Referring expression data

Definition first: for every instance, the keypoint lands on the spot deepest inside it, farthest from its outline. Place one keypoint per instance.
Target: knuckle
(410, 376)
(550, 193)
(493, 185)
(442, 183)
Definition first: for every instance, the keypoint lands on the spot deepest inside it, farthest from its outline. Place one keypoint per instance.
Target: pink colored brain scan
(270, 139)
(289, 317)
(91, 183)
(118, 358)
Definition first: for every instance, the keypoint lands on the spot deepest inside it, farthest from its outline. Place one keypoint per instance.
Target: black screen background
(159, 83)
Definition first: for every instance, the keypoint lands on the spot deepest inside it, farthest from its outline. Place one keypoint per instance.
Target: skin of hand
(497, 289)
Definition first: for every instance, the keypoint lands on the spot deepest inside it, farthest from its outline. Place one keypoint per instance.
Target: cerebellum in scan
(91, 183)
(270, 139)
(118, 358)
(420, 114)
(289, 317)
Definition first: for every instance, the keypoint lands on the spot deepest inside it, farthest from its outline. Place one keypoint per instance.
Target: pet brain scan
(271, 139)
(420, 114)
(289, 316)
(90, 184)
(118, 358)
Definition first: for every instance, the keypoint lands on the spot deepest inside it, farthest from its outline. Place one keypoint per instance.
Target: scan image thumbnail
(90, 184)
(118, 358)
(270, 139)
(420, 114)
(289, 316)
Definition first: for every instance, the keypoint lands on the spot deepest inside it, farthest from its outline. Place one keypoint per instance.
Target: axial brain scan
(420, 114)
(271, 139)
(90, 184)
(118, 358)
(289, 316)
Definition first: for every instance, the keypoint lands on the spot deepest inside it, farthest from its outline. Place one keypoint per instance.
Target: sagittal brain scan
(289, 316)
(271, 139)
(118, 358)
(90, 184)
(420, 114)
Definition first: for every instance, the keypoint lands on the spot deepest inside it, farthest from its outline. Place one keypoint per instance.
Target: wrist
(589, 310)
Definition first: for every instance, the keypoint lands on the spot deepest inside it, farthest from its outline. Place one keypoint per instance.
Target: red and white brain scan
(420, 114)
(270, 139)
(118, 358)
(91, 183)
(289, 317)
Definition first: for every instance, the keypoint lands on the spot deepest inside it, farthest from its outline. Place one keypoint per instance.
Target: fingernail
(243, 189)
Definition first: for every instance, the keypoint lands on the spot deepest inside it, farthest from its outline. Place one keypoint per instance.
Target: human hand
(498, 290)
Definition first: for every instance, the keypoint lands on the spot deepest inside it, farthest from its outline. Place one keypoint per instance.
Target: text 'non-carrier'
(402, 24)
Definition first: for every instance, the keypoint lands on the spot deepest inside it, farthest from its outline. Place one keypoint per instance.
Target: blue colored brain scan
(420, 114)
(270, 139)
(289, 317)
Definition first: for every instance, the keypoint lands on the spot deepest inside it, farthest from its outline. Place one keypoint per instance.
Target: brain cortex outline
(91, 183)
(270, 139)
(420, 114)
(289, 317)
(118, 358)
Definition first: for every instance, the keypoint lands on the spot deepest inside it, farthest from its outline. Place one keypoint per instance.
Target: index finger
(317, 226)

* _TASK DIRECTIONS_:
Please copy out every entry exactly, with nothing omitted.

* _WRITTEN SOLUTION_:
Definition first: for every instance, the keypoint lands on the spot deepest inside it, farthest from its outline. Place one keypoint per instance.
Target: knuckle
(410, 376)
(550, 193)
(493, 185)
(442, 183)
Definition first: for every instance, the keypoint lands on the spot deepest inside it, farthest from its outline. Place one keypoint per instance.
Target: pink colored brain scan
(270, 139)
(289, 317)
(91, 183)
(118, 358)
Definition first: for every instance, the keypoint lands on the spot deepest inside it, farthest from its outline. Place one keypoint per instance.
Target: black screen background
(159, 83)
Definition first: for every instance, the keypoint lands on the spot deepest inside it, farthest from its outline. Place one keypoint per instance.
Target: skin of hand
(497, 289)
Definition first: for every instance, the keypoint lands on the spot deepest inside it, farthest from its outline. Place one keypoint per instance.
Target: cerebellum in scan
(91, 183)
(270, 139)
(118, 358)
(420, 114)
(289, 317)
Definition first: for every instance, the keypoint lands on the spot deepest inside it, farthest from its outline. Place one keypoint per instance.
Target: pet brain scan
(271, 139)
(420, 114)
(289, 316)
(90, 184)
(118, 358)
Definition first: for every instance, the keypoint lands on the spot deepest inside it, farthest from its outline. Place one keypoint per instance.
Target: scan image thumbnail
(90, 184)
(118, 358)
(270, 139)
(420, 114)
(289, 316)
Definition first: for every instance, the keypoint lands on the spot deepest inside it, farthest from its outline. Place one keypoint per instance.
Target: axial brain scan
(420, 114)
(271, 139)
(90, 184)
(118, 358)
(289, 316)
Definition first: for every instance, the keypoint lands on the spot deepest inside it, farthest from its outline. Place one keypoint per instance.
Target: sagittal brain scan
(289, 316)
(271, 139)
(118, 358)
(90, 184)
(420, 114)
Definition first: for every instance, the keypoint lands on the spot deepest inside it, farthest from its outline. Place one keypoint per instance.
Target: wrist
(589, 310)
Definition first: for every instance, the keypoint lands on the spot deepest inside it, farthest from its outline. Place one keypoint per instance.
Target: red and white brain scan
(420, 114)
(270, 139)
(118, 358)
(91, 183)
(289, 317)
Definition first: for every instance, the keypoint lands on the spot deepest inside it, farthest from its outline. Place one keypoint per instance.
Target: fingernail
(243, 189)
Definition first: for every instance, the keypoint lands on the spot deepest inside it, farthest from its outline. Place one keypoint per instance.
Target: human hand
(498, 290)
Definition first: for every instance, the keypoint lands on the spot deepest inside it, farthest from its outline. Place one keypoint per instance.
Target: text 'non-carrier'
(402, 24)
Definition first: for every instance, the keypoint lands on the spot deepest inside it, farthest from its outline. Place one keypoint per instance.
Target: blue colored brain scan
(420, 114)
(270, 139)
(289, 317)
Definition first: for every instance, the keypoint lands on the spot deepest inside it, farthest from its outline. Place one keypoint per instance.
Target: brain cortex outline
(91, 183)
(270, 139)
(420, 114)
(289, 317)
(118, 358)
Definition first: for every instance, the keypoint lands on the spot deepest inside it, farthest from its outline. Place one keypoint per instance.
Target: index finger
(317, 226)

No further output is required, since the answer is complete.